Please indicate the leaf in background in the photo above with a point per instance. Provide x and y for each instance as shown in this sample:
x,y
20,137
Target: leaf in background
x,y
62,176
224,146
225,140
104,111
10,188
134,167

----

■ Goal: Copy all of the material above line for line, with no changes.

■ Output for this exercise:
Please indicate the leaf in background in the photo above with a point per instance. Provide x and y for each instance as shown in this sample:
x,y
20,137
Target: leaf in background
x,y
62,176
224,146
225,140
104,111
10,188
134,167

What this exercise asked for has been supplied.